TEXTE FOURNI —
Jonathan Meese, Mama Johnny

 


«Jonathan Meese»
Art Actuel, Paris, Novembre / décembre 2006, P.40/42

L'enfant terrible de l'art actuel allemand, portant sur l'art en général un regard percutant et intelligent. Excellent.

JONATHAN MEESE
« Pour moi, l'art est un bateau sans rame »
La bombe de l'art actuel allemand. Jonathan Meese est à la fois peintre, sculpteur, installateur et performeur. Il sait mettre en scène ses oeuvres foisonnantes, vibrantes, portantes.

DONNÉES EXTRAITES —
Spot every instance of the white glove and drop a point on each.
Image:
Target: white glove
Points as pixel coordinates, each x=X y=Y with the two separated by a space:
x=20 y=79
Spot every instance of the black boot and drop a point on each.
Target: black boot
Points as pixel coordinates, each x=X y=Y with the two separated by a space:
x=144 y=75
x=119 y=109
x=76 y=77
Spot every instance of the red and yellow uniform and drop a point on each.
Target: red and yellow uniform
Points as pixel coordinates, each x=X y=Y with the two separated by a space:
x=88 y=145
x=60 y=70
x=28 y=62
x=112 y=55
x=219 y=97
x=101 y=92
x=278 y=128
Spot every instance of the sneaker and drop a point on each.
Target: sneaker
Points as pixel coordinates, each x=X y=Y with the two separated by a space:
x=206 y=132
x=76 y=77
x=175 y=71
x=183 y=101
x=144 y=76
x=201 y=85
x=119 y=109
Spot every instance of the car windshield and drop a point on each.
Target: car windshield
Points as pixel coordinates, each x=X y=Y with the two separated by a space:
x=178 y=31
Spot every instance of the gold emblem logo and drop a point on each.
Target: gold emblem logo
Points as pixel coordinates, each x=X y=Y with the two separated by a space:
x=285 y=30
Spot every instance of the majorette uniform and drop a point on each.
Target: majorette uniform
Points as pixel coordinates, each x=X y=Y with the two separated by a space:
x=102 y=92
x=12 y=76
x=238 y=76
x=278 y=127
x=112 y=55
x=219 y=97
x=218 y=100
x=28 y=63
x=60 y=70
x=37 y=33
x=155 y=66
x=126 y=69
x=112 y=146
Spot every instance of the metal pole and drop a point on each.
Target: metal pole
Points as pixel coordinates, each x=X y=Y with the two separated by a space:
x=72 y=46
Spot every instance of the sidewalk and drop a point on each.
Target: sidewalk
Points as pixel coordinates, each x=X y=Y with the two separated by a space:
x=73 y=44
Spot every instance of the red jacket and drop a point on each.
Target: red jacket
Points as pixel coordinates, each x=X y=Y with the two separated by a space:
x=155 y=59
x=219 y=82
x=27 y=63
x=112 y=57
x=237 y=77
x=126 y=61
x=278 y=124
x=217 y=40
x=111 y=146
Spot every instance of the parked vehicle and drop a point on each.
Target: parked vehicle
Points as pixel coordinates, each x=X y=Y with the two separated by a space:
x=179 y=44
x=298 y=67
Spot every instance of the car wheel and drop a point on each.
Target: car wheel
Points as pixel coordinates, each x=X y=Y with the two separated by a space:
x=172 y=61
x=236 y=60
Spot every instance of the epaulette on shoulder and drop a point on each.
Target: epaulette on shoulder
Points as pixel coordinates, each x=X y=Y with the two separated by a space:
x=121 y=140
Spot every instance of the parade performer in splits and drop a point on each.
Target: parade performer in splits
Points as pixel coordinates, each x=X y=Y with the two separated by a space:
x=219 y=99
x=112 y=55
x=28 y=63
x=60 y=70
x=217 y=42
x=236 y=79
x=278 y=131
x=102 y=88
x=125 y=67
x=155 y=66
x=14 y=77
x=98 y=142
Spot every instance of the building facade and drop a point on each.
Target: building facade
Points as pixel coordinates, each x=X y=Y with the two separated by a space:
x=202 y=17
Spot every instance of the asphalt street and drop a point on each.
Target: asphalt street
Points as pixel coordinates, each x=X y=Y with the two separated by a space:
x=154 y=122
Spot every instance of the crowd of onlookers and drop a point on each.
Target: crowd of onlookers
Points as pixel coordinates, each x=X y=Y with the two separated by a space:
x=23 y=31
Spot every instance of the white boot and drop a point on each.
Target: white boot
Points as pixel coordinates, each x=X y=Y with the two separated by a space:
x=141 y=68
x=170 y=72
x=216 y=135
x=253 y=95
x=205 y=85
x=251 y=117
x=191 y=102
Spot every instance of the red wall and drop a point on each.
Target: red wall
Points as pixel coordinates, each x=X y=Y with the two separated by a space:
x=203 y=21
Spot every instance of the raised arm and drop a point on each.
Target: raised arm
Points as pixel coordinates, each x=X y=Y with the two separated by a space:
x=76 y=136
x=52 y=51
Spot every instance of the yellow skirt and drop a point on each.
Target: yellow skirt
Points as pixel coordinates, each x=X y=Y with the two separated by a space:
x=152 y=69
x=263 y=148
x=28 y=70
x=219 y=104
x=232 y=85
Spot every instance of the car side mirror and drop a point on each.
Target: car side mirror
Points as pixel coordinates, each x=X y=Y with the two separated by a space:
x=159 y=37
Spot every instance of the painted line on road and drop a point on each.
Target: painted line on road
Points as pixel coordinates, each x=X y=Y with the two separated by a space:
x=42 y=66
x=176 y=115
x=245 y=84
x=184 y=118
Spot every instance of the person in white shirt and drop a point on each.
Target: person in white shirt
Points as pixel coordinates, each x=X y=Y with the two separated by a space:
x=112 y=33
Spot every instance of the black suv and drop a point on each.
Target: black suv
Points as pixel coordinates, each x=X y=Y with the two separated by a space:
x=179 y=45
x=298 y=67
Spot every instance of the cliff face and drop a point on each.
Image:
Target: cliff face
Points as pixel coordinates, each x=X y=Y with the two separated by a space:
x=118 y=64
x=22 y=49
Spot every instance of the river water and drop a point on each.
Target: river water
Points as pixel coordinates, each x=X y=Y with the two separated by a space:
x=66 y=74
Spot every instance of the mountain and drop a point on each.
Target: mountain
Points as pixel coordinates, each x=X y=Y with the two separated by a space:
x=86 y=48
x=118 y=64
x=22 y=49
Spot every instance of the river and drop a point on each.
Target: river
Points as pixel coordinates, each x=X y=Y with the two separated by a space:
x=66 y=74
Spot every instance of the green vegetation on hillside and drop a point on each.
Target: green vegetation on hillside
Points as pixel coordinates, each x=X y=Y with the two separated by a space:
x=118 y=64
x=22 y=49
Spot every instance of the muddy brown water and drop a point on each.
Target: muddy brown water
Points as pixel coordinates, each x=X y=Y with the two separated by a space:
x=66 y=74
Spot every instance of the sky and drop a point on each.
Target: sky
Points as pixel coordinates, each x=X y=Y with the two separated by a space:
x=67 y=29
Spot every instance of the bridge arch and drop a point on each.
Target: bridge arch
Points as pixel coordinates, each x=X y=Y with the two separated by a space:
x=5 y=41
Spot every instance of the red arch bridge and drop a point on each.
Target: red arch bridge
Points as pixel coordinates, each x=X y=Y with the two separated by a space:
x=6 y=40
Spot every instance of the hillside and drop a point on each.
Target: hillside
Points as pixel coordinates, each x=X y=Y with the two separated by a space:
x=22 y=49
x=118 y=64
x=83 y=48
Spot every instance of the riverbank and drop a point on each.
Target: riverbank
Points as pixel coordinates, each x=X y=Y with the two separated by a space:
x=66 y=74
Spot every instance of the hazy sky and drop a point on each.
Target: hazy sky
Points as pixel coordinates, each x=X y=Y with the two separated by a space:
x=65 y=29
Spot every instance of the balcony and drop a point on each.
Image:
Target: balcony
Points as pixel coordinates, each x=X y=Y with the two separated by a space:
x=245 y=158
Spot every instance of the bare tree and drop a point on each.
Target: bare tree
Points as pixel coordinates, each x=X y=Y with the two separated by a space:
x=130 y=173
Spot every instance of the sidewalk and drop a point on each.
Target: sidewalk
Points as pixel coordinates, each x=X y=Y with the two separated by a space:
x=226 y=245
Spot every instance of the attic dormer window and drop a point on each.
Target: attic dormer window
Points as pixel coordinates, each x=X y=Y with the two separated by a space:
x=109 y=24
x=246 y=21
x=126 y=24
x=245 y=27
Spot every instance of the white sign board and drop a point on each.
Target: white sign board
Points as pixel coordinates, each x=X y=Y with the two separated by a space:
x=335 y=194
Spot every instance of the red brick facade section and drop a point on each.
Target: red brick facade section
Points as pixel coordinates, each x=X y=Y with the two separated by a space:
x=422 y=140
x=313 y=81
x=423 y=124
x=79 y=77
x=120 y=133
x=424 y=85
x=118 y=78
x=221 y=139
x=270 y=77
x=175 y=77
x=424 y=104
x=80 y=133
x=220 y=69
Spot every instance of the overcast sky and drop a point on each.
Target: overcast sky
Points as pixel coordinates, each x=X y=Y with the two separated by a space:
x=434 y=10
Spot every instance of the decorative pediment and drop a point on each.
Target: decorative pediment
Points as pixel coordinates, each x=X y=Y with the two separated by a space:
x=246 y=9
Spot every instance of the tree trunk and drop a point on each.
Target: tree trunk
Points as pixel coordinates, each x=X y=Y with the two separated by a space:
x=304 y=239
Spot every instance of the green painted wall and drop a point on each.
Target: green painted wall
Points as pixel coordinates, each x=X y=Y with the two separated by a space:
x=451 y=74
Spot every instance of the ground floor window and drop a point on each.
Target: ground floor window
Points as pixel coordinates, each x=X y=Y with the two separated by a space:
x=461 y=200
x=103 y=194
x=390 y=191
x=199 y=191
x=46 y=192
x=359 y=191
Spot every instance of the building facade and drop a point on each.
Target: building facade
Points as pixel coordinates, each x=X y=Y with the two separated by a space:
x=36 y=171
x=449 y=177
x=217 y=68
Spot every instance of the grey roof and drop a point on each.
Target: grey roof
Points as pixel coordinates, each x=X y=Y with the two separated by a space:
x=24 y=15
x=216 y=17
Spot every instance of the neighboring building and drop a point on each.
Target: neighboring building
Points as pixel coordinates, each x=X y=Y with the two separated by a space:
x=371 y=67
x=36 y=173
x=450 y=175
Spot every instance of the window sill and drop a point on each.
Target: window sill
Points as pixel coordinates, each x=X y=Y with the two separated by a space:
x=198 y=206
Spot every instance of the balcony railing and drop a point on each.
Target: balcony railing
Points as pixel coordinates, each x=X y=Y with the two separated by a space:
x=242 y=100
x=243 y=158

À COMPLÉTER —
#1 Renvoyez s'il vous plaît, à l'identique, le passage de l'article sur Jonathan Meese qui commence par « Jonathan Meese, Mama » et se poursuit jusqu'à « foisonnantes, vibrantes, portantes. ».
#2 Reprenez l'article sur Jonathan Meese là où il s'arrête et écrivez-en la suite.

RÉSULTATS FINAUX —
#1
Jonathan Meese, Mama Johnny

 


«Jonathan Meese»
Art Actuel, Paris, Novembre / décembre 2006, P.40/42

L'enfant terrible de l'art actuel allemand, portant sur l'art en général un regard percutant et intelligent. Excellent.

JONATHAN MEESE
« Pour moi, l'art est un bateau sans rame »
La bombe de l'art actuel allemand. Jonathan Meese est à la fois peintre, sculpteur, installateur et performeur. Il sait mettre en scène ses oeuvres foisonnantes, vibrantes, portantes.

#2
REPÈRES
Né en 1971 à Tokyo, vit et travaille à Berlin et Hambourg. Sort de l'Académie des Beaux-Arts de Hambourg en 1998. La même année, la Biennale de Berlin le propulse sur la scène internationale. Il fonde avec John Bock et Christian Jankowski les "Neueaktionsten" (Nouveaux Actionnistes). Ses interventions scéniques et picturales sont liées à une galerie de figures mythiques (Richard Wagner, Nietzsche, Heidegger, Hitler, Stanley Kubrick, Balthus, rois, chefs de tribu...), d'autoportraits et de rites chamaniques axés autour du sang, du sexe, du pouvoir, de la mort, de la religion, de la nourriture ou encore des jeux d'enfants. Dernières performances-expositions en date: 2005, « Vive Fantomas », Galerie l'Art du Temps (Clermont-Ferrand), 2006: « Hommage à Noel Coward », Tate Modern (Londres); Galerie Daniel Templon (Paris); « Mama Johnny », Deichtorhallen (Hambourg) et au Magasin à Grenoble. Décors, scénographie et costumes pour le metteur en scène Frank Castorf.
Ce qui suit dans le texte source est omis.